* [Exercices]
1/ Traduisez en anglais cette phrase du texte sur James Arthur Little : « En 1903, il accepta de s’installer dans le nord de l’Ontario pour gérer la succursale de Port Arthur, décision qui l’amènerait à participer activement à la croissance de la région du Lakehead. »
2/ Recopiez le passage du texte sur James Arthur Little situé entre « Durant un peu » et « de Port Arthur. », ces deux extraits compris.
**** Texte proposé
James Arthur Little fut un personnage énigmatique dont la vie professionnelle demeure en grande partie entourée des ténèbres qui caractérisaient la politique sur les ressources naturelles dans le Canada du début du xxe siècle. Il grandit à Trenton, où il fit ses études, puis entra au service de la Banque Molson [V. William Molson*]. En 1903, il accepta de s’installer dans le nord de l’Ontario pour gérer la succursale de Port Arthur, décision qui l’amènerait à participer activement à la croissance de la région du Lakehead.
Durant un peu plus d’une décennie, la vie de Little à Port Arthur n’eut généralement rien de remarquable ; néanmoins, il y noua des relations précieuses. En 1905, tout en travaillant à la banque, il aida le lieutenant-colonel Charles Norval Laurie, médecin, à créer le 96th (Lake Superior) Regiment ; Little fut nommé major. Quand Laurie prit sa retraite en 1911, Little accéda au grade de lieutenant-colonel et on lui confia le commandement du détachement de milice, poste qu’il occuperait jusqu’en 1921. Le régiment fut appelé à prêter main-forte à la police locale durant une fusillade impliquant des manutentionnaires de charbon en grève en 1912. Pendant la Première Guerre mondiale, il eut la responsabilité d’assurer la garde de l’entreprise de construction navale, des élévateurs à grains, des centrales électriques et de la station de télégraphie sans fil de Port Arthur.
********
**** Bloc de données
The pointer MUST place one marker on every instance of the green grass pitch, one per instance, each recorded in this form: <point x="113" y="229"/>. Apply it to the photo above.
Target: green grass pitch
********
* [Corrigés détaillés]
1/ In 1903, he agreed to move to northern Ontario to manage the Port Arthur branch, a decision that would lead him to take an active part in the growth of the Lakehead region.

2/
Durant un peu plus d’une décennie, la vie de Little à Port Arthur n’eut généralement rien de remarquable ; néanmoins, il y noua des relations précieuses. En 1905, tout en travaillant à la banque, il aida le lieutenant-colonel Charles Norval Laurie, médecin, à créer le 96th (Lake Superior) Regiment ; Little fut nommé major. Quand Laurie prit sa retraite en 1911, Little accéda au grade de lieutenant-colonel et on lui confia le commandement du détachement de milice, poste qu’il occuperait jusqu’en 1921. Le régiment fut appelé à prêter main-forte à la police locale durant une fusillade impliquant des manutentionnaires de charbon en grève en 1912. Pendant la Première Guerre mondiale, il eut la responsabilité d’assurer la garde de l’entreprise de construction navale, des élévateurs à grains, des centrales électriques et de la station de télégraphie sans fil de Port Arthur.